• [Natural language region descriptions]
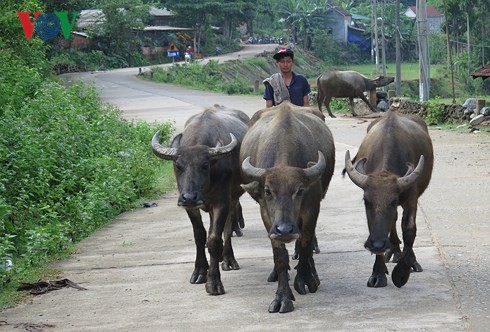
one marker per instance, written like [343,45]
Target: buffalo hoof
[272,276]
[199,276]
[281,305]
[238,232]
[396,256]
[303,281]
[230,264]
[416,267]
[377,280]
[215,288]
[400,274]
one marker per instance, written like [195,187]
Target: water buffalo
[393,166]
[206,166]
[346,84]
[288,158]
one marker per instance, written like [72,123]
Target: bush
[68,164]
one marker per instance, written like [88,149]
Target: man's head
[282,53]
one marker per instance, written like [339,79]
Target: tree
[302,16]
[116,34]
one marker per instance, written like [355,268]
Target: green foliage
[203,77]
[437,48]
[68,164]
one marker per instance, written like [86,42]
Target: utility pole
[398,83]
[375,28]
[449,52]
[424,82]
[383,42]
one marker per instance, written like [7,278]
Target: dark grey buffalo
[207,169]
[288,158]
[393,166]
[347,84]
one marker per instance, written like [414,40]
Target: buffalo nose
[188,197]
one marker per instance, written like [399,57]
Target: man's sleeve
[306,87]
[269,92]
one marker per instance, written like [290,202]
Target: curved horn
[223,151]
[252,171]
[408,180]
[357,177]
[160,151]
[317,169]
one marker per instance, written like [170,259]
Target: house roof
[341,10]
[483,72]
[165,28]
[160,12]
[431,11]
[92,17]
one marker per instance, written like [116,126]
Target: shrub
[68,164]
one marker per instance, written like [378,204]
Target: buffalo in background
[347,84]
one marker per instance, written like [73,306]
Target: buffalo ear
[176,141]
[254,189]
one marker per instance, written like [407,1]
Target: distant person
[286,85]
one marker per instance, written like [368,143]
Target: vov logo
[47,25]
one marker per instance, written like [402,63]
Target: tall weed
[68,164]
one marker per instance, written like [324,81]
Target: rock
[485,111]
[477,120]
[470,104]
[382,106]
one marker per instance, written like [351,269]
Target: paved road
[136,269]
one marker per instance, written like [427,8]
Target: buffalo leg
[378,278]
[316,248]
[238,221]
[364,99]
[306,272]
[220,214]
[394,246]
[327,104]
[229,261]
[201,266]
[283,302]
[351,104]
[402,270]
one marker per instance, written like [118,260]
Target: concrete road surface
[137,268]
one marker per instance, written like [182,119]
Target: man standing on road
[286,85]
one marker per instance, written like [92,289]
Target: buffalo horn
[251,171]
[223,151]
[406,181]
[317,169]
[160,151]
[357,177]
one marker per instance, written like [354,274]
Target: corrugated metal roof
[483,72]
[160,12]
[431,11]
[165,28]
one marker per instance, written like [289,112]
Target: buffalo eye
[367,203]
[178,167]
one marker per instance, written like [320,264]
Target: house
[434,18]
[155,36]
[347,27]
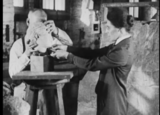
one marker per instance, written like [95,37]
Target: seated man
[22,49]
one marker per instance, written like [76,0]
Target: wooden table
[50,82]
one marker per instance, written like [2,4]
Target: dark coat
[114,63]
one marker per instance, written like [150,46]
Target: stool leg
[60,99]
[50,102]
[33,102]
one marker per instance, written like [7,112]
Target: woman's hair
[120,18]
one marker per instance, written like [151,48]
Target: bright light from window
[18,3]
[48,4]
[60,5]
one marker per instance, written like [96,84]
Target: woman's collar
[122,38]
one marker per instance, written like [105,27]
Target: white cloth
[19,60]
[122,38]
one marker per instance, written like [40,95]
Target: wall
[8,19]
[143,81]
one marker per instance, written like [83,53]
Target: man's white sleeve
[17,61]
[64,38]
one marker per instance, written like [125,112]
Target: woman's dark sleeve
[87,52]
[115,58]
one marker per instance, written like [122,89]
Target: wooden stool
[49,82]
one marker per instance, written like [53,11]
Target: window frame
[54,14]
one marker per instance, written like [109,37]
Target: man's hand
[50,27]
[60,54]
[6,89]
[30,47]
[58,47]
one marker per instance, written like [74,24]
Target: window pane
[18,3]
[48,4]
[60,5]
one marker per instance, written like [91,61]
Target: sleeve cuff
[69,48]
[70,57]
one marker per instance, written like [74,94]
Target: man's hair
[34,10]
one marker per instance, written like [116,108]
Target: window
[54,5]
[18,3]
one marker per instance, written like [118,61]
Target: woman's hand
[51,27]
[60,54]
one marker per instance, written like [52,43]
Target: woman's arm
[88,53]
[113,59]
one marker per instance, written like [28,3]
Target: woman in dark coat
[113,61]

---

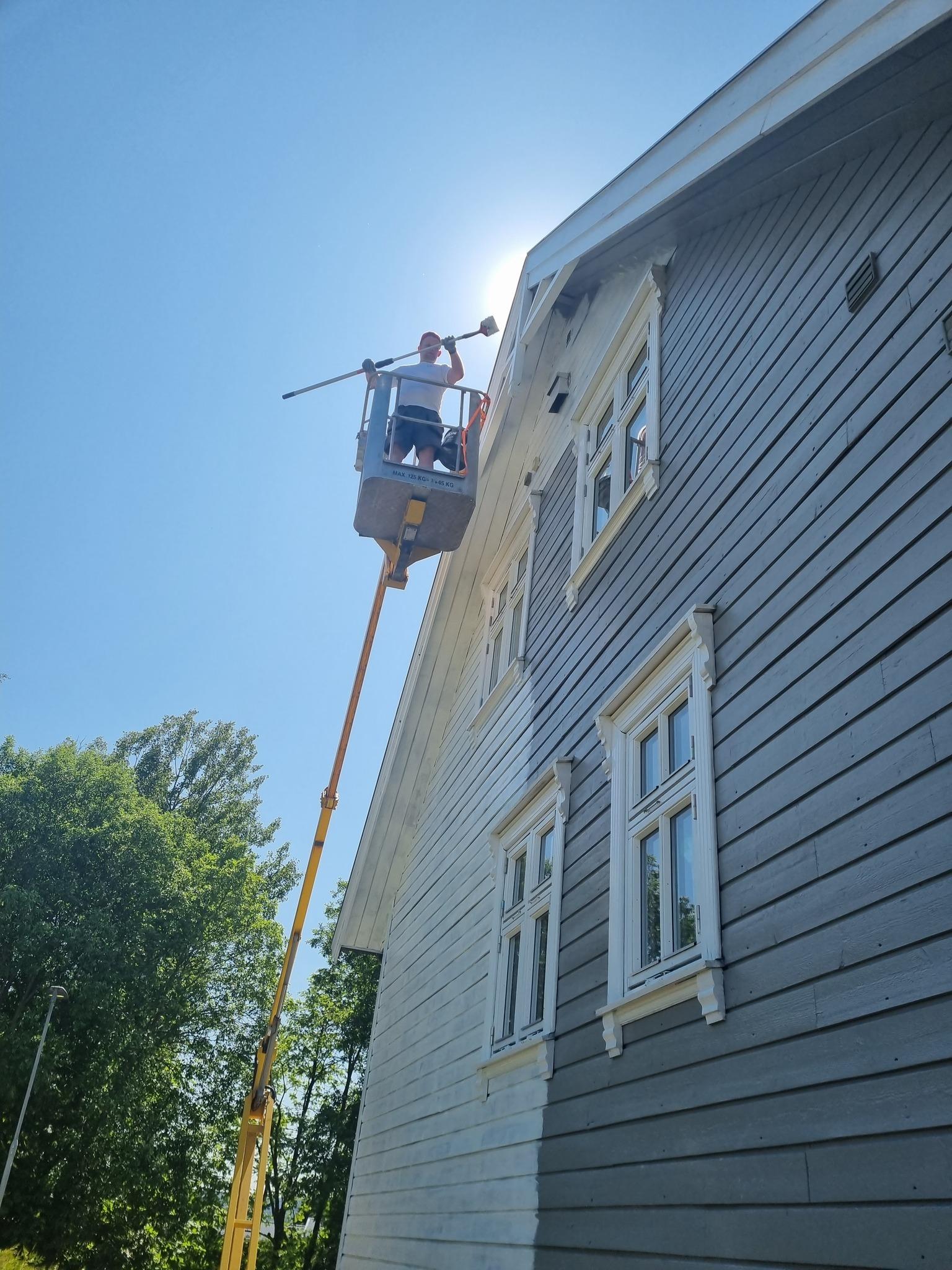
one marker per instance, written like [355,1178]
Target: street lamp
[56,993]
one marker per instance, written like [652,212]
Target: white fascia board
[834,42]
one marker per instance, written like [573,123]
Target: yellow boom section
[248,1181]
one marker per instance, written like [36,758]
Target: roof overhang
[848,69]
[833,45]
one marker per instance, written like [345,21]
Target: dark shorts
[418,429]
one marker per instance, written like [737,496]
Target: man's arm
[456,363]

• [Exercise details] The answer is the lines above from the one with "Target: corrugated metal roof" to the one with "one marker per instance, written like [76,0]", set down exactly, with no pictures.

• [Output of the exercise]
Target: corrugated metal roof
[483,72]
[160,12]
[431,11]
[165,28]
one marker per instance, written like [289,112]
Target: buffalo eye
[367,203]
[178,167]
one marker per instance, written like [320,264]
Target: house
[434,18]
[155,36]
[347,27]
one marker per instance, written like [95,37]
Target: seated man
[22,49]
one marker per instance, written like [76,0]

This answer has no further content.